====== STORED RECORDS
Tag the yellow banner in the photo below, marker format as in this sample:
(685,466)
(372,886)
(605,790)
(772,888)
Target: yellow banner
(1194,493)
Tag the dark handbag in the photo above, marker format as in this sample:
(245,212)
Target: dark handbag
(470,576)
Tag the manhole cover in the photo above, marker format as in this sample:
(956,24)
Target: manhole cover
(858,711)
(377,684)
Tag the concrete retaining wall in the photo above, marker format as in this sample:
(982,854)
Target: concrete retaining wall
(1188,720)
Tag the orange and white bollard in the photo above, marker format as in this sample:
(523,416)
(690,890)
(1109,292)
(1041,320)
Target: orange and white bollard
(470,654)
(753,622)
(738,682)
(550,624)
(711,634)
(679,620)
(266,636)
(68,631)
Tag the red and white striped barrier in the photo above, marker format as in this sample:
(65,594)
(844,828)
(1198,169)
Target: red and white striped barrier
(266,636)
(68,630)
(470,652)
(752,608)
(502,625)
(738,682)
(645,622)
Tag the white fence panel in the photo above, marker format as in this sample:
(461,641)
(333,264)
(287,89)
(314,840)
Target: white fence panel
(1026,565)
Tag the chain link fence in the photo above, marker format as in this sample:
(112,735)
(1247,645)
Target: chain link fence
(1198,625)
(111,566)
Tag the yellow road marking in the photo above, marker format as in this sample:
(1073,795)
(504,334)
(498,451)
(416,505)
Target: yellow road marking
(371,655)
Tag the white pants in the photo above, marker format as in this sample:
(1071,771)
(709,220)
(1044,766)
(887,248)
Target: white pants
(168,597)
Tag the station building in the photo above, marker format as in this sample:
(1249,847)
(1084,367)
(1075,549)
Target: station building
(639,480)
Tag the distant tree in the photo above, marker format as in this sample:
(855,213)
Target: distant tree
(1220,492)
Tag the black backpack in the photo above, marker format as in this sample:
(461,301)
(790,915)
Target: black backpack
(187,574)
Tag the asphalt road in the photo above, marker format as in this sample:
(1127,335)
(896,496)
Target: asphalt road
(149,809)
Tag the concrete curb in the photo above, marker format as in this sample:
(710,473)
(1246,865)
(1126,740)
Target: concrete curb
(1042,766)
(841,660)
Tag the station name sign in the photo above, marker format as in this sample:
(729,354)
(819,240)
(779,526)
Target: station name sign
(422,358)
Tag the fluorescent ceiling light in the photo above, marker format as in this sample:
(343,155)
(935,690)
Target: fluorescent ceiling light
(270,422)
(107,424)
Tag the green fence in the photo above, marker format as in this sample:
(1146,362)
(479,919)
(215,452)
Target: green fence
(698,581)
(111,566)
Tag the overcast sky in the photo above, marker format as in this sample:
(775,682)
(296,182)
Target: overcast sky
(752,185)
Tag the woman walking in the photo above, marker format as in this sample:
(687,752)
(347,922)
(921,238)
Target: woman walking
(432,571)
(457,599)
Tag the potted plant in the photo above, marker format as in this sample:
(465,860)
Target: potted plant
============
__DIRECTIONS__
Transcribe every record above exactly as it appears.

__RESPONSE__
Tag the yellow banner in the photo below, marker format as in this sample:
(685,466)
(372,886)
(605,790)
(772,888)
Target: yellow banner
(1194,493)
Tag the dark handbag in the photo above, marker format as in this sample:
(245,212)
Target: dark handbag
(470,576)
Tag the manhole cover in the photo above, marker format as in this sample:
(956,24)
Target: manhole cover
(858,711)
(377,684)
Tag the concrete retaining wall in the photo above, marker format as in this sample:
(982,854)
Target: concrete retaining wall
(1188,720)
Tag the orange and white bollard in the photo above, marker format as in this sample:
(523,416)
(690,890)
(1109,292)
(1041,320)
Target: orange and white bollard
(470,654)
(753,622)
(738,682)
(550,624)
(711,634)
(679,620)
(266,636)
(68,631)
Tag the red and white striped barrier in the photo above, marker format as in this sample:
(65,594)
(844,828)
(1198,169)
Target: red and white striped barrier
(266,636)
(68,630)
(470,652)
(752,608)
(502,625)
(738,682)
(645,622)
Tag the white fence panel in the photo above, marker format as in this sample:
(461,641)
(333,264)
(287,89)
(314,840)
Target: white fence panel
(1026,565)
Tag the chain link fence in the photo above, marker format as in this sample:
(112,735)
(1247,645)
Target: chain link fence
(1198,625)
(111,566)
Tag the yellow road marking in the photo above, marker format as in this sample:
(1073,795)
(504,334)
(498,451)
(416,505)
Target: yellow road marking
(371,655)
Tag the white pants in the photo above, marker format as in this sample:
(1071,771)
(709,220)
(1044,766)
(887,248)
Target: white pants
(168,597)
Tag the station building in the photo above, marker format as in this sample:
(1249,847)
(1084,367)
(1075,549)
Target: station building
(639,480)
Tag the distant tree in the photo above, marker format as in this sample:
(855,213)
Target: distant tree
(1220,492)
Tag the black backpack in the photo above, marker format as in this sample:
(461,301)
(790,915)
Target: black backpack
(187,574)
Tag the asphalt road in the photo above, marker format as in this sample:
(1127,335)
(896,496)
Target: asphalt road
(149,809)
Tag the concrete curb in the photo above, marker format as in this sample:
(710,473)
(1246,865)
(1126,740)
Target: concrete curb
(1042,766)
(841,660)
Tag the station name sign in the photo above, marker format as in this sample:
(729,354)
(819,240)
(779,526)
Target: station name sign
(422,358)
Tag the fluorescent ceiling light in the photo above, marker format as in this sample:
(343,155)
(935,690)
Target: fluorescent ceiling light
(270,422)
(107,424)
Tag the green fence in the photo above, marker format as in this sample:
(1146,362)
(479,919)
(215,452)
Target: green fence
(698,581)
(111,566)
Tag the overcast sky in the photo above, marker format as in this sample:
(775,682)
(296,182)
Target: overcast sky
(752,185)
Tag the woman walking in the photo above, marker format as in this sample:
(687,752)
(347,922)
(921,238)
Target: woman walking
(432,571)
(457,599)
Tag the potted plant in the photo above, marker format as in this sample:
(465,860)
Target: potted plant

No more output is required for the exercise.